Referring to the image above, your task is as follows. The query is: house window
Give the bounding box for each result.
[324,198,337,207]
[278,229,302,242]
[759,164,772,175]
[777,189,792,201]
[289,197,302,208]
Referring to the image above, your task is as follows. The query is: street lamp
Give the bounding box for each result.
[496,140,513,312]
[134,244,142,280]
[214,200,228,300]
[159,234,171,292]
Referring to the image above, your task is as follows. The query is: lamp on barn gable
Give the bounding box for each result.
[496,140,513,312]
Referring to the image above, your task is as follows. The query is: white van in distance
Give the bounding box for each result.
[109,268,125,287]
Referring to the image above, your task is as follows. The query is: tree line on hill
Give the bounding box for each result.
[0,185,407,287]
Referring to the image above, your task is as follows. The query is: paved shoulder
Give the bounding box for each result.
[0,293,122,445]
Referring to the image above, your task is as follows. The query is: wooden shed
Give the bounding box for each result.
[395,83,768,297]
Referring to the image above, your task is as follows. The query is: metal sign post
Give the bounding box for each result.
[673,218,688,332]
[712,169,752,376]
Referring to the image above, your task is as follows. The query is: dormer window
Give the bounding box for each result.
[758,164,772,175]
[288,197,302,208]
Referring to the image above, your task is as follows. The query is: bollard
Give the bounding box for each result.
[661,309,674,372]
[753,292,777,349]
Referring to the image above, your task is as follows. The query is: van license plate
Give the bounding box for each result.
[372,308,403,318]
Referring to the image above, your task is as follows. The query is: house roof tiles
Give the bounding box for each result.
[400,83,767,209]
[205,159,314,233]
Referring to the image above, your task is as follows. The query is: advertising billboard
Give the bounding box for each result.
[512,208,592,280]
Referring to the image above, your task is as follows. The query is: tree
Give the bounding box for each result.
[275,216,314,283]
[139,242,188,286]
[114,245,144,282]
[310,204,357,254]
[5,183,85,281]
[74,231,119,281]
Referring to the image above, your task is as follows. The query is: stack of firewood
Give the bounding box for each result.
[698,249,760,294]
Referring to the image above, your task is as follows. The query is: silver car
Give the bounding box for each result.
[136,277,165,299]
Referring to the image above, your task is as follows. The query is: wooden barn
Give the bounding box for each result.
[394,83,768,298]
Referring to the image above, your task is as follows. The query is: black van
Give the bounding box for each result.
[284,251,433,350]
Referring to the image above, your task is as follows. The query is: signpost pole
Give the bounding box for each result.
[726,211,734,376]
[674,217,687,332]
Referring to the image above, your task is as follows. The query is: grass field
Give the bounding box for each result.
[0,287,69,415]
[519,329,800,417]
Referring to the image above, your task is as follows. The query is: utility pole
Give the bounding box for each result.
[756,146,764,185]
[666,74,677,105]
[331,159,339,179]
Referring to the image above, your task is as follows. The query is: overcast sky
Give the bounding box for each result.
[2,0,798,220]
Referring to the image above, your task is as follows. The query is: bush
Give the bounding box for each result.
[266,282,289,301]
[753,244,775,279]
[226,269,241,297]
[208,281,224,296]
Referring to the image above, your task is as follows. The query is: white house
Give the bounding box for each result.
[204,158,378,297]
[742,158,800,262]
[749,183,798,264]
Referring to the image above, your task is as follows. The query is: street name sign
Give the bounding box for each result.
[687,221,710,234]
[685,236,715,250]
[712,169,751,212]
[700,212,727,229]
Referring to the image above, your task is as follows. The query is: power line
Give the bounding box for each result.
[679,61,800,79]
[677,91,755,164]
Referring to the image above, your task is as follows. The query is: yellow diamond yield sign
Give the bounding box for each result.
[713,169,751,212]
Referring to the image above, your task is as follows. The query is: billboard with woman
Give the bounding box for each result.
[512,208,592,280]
━━━━━━━━━━━━━━━━━━━━
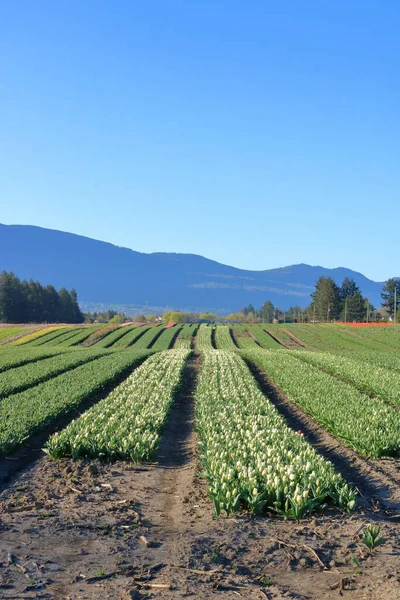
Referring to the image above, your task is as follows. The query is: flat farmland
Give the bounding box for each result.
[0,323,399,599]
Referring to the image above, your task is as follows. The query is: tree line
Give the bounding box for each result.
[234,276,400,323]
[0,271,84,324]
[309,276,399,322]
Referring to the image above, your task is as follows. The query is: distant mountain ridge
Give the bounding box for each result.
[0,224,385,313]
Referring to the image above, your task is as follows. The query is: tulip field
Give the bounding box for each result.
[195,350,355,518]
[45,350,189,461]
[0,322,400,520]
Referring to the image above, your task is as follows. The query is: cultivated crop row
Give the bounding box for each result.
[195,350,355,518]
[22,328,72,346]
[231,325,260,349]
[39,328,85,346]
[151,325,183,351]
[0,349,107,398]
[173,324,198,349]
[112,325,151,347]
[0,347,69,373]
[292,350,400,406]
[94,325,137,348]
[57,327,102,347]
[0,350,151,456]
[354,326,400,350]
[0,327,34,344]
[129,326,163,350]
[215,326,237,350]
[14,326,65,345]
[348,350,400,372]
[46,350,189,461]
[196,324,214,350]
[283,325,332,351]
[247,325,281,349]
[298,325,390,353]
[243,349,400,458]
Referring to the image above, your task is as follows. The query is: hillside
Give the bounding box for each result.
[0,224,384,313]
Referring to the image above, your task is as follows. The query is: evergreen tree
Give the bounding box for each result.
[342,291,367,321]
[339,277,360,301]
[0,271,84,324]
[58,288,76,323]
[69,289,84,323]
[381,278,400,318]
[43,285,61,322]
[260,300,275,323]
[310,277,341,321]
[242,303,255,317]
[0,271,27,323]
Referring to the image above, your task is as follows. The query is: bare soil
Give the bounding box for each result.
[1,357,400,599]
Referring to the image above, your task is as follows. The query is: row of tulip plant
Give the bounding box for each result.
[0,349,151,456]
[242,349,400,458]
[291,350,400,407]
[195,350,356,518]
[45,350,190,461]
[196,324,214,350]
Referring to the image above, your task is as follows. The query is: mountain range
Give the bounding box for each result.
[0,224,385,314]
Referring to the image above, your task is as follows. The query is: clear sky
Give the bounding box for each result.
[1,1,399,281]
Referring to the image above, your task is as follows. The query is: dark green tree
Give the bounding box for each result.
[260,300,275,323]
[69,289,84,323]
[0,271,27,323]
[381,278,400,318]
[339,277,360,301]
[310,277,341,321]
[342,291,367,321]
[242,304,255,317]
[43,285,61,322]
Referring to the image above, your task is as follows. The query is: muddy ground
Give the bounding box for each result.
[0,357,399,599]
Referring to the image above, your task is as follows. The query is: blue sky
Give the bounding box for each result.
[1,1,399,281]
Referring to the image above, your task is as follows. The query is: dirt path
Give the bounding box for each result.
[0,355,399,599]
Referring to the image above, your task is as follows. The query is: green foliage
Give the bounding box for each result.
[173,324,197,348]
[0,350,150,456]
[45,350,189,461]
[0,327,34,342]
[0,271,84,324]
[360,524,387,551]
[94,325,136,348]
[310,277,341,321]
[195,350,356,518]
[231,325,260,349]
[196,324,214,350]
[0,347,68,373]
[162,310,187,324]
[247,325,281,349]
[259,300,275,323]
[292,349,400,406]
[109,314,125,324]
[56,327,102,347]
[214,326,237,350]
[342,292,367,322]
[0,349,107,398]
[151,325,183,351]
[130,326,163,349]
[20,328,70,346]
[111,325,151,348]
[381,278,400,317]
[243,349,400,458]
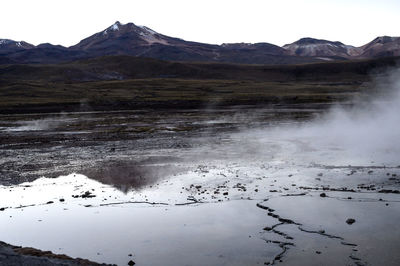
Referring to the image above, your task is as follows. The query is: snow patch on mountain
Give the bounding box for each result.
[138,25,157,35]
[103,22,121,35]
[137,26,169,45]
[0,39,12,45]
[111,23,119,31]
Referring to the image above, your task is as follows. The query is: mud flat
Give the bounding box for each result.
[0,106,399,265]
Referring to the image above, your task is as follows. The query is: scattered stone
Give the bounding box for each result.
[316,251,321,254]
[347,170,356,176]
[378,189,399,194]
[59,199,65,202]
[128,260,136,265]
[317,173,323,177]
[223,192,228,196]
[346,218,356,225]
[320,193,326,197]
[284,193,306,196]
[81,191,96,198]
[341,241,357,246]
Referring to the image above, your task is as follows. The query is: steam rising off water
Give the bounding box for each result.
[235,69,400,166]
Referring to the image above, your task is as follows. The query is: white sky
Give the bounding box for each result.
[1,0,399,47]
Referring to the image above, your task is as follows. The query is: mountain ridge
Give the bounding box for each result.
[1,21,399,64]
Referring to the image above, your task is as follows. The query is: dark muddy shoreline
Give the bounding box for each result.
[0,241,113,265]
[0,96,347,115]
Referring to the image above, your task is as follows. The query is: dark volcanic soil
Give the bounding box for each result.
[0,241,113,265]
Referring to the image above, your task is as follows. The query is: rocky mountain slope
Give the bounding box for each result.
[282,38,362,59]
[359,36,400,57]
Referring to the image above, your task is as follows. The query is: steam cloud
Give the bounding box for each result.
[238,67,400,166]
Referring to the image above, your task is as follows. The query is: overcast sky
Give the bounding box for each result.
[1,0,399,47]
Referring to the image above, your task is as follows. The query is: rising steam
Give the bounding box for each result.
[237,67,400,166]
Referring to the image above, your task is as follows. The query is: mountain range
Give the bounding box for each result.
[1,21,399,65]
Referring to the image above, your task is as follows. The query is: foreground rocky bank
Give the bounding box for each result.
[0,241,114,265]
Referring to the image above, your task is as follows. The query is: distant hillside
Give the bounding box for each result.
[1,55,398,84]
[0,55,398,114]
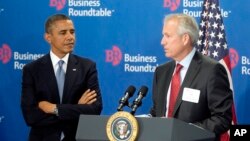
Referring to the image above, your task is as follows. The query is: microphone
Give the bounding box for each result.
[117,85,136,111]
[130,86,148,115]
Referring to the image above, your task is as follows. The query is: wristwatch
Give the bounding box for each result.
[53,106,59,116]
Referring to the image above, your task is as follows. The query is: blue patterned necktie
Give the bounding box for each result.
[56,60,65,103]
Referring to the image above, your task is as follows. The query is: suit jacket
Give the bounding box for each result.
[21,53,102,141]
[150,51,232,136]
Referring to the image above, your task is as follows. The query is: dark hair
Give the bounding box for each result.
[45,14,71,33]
━━━━━━━━━━━━━━━━━━━━
- [Instructions to follow]: If a line in the records above has the word "distant", copy it.

- [Response below]:
Referring to the image above, your task is as follows. The query is: distant mountain ridge
Referring to the image above, your task is as follows. The query is: distant hillside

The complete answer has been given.